>> Start DOCUMENT PASSAGE

The JC’s Zionist affairs correspondent had left much tougher battles behind him. Of those he never spoke. But now, years after his death his granddaughter, Ella Garai-Ebner, reveals his personal Holocaust story, describing his native Budapest which fell first to the Nazis, then to the Soviet Union, his escape in 1956 to Australia and finally the UK.

Ella is among several descendants of Holocaust survivors who have been helped to tell their stories by the Generation to Generation movement.

George was born in 1926 into a loving Budapest Jewish family until the fascist Hungarian Arrow Cross Party, loyal to Hitler, came to power in 1944. In his testimony written in the 1990s, he recalls “the fear and foreboding of mortal danger; it was clearly recognised that the new regime would try to destroy all the Jews of the capital.”  He lost many family members and survived both  labour and concentration camps and a death camp. After the war he escaped Soviet-run Budapest and went to Australia, where he married Anna Balajti, a fellow Hungarian refugee, with whom he had two daughters. Finally, in London he joined the JC

Ella, his granddaughter, graduated from Birmingham University of Birmingham in June 2021, with a degree in Education and Sociology. She works at Alyth Synagogue, as an educator in the Youth and Education Hub, having grown up as an active member of Alyth, and says she feels grateful to have the opportunity to work in the community.

In telling her grandfather’s story, Ella speaks of unanswered questions in his life. “George did not feel able to share his memories while he was alive. Therefore I am telling his story – to ensure the memories – can continue to be passed on”. She adds: “It’s hard to verbalise why I think Holocaust education is important; as a third-generation descendant, I have always been aware of the importance of remembering, and ensuring others remember too. I think this comes from a fear that such a horror could be repeated, or forgotten, and history is doomed to repeat itself.  Through education, and the awareness and tolerance it teaches, this fear lessens. George’s final words were a reminder to his family to talk about the atrocities he faced, and I am proud to be fulfilling his wish that his past must not be forgotten.” 

She explained that she first came across the Generation to Generation movement while writing and researching her dissertation in the spring of 2021, which was on the role of third-generation Holocaust descendants in transmitting survivor testimony. She interviewed a couple of G2G third-generation speakers for her research, whom she found inspiring. The findings of her dissertation reiterated the importance of Holocaust education. “I knew I wanted to get involved and tell my Grandpa’s story.

>> End DOCUMENT PASSAGE
>> Start RECORDS

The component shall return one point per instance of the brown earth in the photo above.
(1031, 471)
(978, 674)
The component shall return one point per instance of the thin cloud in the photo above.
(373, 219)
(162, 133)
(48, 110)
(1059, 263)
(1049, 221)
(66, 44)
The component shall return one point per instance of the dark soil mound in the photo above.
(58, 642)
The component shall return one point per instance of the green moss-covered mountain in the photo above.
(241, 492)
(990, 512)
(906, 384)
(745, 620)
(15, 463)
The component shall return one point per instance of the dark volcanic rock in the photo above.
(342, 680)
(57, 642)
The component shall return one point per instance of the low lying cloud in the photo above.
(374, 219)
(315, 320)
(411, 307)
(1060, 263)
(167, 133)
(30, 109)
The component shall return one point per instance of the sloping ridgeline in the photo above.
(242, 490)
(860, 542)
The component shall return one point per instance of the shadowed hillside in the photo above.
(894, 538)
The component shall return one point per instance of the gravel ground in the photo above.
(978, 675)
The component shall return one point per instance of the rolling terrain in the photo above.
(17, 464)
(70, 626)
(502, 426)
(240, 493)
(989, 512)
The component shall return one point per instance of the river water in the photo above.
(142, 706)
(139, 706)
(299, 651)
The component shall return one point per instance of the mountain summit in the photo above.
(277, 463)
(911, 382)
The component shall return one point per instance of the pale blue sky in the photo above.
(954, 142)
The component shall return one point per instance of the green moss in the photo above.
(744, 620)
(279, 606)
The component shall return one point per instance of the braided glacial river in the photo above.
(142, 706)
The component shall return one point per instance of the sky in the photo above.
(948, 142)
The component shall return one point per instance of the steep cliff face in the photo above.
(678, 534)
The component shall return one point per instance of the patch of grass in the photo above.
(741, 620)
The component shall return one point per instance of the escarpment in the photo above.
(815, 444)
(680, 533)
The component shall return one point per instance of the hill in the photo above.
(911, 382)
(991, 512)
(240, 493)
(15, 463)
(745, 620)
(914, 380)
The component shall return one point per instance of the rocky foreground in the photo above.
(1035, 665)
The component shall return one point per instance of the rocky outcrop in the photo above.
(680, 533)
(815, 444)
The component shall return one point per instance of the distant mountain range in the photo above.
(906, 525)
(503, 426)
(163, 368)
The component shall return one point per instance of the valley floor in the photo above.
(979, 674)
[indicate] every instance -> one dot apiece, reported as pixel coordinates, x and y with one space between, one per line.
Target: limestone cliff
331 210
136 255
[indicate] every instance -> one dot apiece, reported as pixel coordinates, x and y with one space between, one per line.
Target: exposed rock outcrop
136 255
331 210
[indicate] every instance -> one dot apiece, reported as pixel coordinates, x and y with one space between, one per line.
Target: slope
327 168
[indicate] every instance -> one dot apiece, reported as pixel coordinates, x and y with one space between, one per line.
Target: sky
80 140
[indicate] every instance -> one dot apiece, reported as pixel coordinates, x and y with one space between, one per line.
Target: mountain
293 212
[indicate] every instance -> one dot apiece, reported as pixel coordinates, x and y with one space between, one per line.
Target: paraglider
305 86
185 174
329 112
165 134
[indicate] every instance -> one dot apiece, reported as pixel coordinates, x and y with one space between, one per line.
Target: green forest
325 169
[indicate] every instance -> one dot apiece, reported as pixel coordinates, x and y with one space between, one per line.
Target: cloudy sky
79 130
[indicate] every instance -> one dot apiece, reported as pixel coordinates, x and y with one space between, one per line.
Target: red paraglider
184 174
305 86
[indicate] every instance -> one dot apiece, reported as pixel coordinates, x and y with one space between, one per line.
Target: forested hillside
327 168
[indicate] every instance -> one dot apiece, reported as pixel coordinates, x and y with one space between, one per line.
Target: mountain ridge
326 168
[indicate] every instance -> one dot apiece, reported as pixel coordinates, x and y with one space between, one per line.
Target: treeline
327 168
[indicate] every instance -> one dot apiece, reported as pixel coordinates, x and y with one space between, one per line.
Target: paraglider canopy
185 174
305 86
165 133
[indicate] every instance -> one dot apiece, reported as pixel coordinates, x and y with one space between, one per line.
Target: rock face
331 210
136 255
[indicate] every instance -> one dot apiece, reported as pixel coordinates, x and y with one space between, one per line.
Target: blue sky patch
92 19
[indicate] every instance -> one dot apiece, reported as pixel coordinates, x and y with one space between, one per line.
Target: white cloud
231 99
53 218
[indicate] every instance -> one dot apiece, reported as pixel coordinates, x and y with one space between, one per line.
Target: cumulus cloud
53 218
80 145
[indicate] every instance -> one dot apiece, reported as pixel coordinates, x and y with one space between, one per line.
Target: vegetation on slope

>> End RECORDS

WRITTEN REQUEST =>
Supply what comes next in the article on Ella Garai-Ebner telling her grandfather's Holocaust story, picking up after its last sentence. The listing has no connection to the passage about George's Holocaust story.

WRITTEN RESPONSE =>
George and his wife

In the 1990s, my Grandpa – who was an incredible writer and journalist and worked for the Jewish Chronicle for many years – wrote a testimony of his life before and during the Holocaust, which he called his ‘CV’. After writing this testimony, he removed and hid certain pages, which documented a particularly painful experience for him, a death march from Mauthausen to Gunskirchen concentration camps. They were so distressing, that he didn’t want his family to know about this experience. Just before he died, in 2007, he told his wife, Anna, that these pages existed, told her where they were hidden and stressed the importance of telling the world what had happened in the Holocaust, and what had happened to him. I’m telling my Grandpa’s story because it was just too painful for him to be able to do so, but he did want his story to be told. I also hope to be able to do what he was never able to do by publishing his testimony for him”. 

For as long as she can remember, Ella had known of her family’s Holocaust history. At the age of 12, her grandmother took her to Budapest, where both she and her grandfather were born, lived and escaped from in 1956. “She showed me significant sights around the city that related to them both, such as where my Grandpa had his Bar Mitzvah, where he worked and where they both lived.

At around the same time her paternal grandparents took her to Vienna, where her paternal grandfather was born, and from where he fled with his parents in 1939 two weeks before war broke out, when he was just two years old.

“Both these family history trips were incredible and really valuable experiences, and brought to life the history of which I’ve always been aware, but not known a great deal about. Since these trips, I have asked my Grandparents question after question, and have learnt more and more about their history”.

Ella had studied the history of World War Two and theHolocaust in History in Year 9, and remembers marking Holocaust Memorial Day and Yom Hashoah every year with ceremonies, memorials and candle-lighting. She insists that presentations from young people like her will have a positive impact on the general understanding of the Holocaust.

“Survivor testimony is such a key, valuable instrument in Holocaust education, and in making human connections and heightened understanding and empathy. I think third-generation descendants have such an important role in allowing education through this method to remain a reality, even once their grandparents are no longer alive. I also hope that hearing a presentation from a grandchild of survivors will remind audiences that this is still very recent history – my Grandma is a survivor, and now owns (and can use!) an iPad”.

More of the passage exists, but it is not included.